Abstract 5692: Video-Assisted Thoracoscopic Cardiac Denervation: A Potential Novel Therapeutic Option for Children with Intractable Ventricular Arrhythmias
Background: Left cardiac sympathetic denervation is one of the therapeutic modalities used in the management of patients with medically refractory long QT syndrome. Traditionally, a thoracotomy and/or cervical incision have been utilized as the standard surgical approach. Video-assisted thoracoscopic surgery allows a minimally invasive technique. There is only one published series on the use of video-assisted thoracoscopic surgery for left cardiac sympathetic denervation in patients with long QT syndrome.
Methods: Between 2000 and 2008, a total of 9 patients underwent left cardiac sympathetic denervation at Children’s Hospital Boston, all being performed using a video-assisted thoracoscopic approach. Approval was obtained from the Committee for Clinical Investigation and a retrospective chart review was performed.
Results: Four patients were diagnosed with congenital long QT syndrome (2 with Jervell and Lange-Nielson syndrome), 4 with catecholaminergic polymorphic ventricular tachycardia and one with idiopathic recalcitrant ventricular tachycardia. The age at sympathectomy ranged between 2 and 21 years. Follow-up ranged between 1 and 60 months. All patient were considered optimized on antiarrhythmic therapy. Frequent ICD shocks were the indication for sympathectomy in 5/9 patients. The remaining four patients had an ICD implanted at the time of sympathectomy. There were no severe post-operative complications. Only two patients had minor post-operative complications consisting of transient left arm pain in one and a transient Harlequin face in another. Of the symptomatic patients with available follow-up, 6/7 experienced marked improvement in the first month post sympathectomy, and 5 had complete resolution of arrhythmias.
Conclusion: This minimally invasive procedure provides a safe novel therapeutic option for children with drug-refractory catecholaminergic polymorphic ventricular tachycardia and other catecholamine-triggered arrhythmias.
------------------------------
# EXERCISE DESCRIPTION
In the abstract on thoracoscopic cardiac denervation, how many patients underwent left cardiac sympathetic denervation at Children's Hospital Boston between 2000 and 2008?
------------------------------
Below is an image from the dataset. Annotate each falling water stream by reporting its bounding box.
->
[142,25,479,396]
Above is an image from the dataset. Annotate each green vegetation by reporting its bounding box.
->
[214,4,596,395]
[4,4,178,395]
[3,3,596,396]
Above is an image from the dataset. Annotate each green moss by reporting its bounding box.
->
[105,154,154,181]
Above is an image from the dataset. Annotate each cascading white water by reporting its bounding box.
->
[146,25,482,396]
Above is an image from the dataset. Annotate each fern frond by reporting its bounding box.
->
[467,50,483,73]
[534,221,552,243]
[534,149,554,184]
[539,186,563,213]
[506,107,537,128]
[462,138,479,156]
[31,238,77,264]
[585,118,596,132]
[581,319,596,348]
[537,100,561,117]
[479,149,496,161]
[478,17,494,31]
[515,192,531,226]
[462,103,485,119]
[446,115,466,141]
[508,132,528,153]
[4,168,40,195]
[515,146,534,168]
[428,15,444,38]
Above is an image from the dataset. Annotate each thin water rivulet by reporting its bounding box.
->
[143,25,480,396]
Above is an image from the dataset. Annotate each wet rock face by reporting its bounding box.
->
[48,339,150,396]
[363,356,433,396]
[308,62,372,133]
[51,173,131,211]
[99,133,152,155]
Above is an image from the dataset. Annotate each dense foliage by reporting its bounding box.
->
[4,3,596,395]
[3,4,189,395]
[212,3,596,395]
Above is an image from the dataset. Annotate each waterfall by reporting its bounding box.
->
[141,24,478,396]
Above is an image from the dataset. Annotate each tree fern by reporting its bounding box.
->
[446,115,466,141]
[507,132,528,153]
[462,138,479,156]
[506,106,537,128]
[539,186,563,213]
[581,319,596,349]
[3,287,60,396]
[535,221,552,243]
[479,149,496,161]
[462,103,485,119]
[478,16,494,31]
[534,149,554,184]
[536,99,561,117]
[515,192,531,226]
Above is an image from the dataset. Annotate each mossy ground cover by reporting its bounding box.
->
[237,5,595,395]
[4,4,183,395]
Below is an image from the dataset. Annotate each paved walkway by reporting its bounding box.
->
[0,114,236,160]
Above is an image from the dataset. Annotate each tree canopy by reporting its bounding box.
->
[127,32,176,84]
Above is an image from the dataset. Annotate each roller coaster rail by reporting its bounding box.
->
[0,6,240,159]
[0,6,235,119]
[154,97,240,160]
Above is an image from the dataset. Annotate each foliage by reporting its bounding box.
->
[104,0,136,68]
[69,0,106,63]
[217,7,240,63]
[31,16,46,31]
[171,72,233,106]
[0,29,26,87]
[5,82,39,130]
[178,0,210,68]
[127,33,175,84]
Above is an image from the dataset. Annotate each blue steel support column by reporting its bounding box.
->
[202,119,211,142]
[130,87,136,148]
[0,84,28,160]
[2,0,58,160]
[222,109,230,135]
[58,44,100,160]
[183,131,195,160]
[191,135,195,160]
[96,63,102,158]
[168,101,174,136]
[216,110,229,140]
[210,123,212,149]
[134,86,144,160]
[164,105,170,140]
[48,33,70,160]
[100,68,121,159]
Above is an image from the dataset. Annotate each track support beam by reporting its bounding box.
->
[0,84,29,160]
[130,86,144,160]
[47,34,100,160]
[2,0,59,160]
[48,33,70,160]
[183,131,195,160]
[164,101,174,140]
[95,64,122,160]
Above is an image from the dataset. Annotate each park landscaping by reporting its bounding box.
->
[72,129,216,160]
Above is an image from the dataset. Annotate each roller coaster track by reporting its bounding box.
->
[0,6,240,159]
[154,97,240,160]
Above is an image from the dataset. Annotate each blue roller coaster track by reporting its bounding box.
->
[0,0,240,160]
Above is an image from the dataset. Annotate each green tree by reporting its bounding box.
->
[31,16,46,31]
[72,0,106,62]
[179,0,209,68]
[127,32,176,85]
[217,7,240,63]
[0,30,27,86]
------------------------------
# RESULT FOR THIS EXERCISE
Nine patients.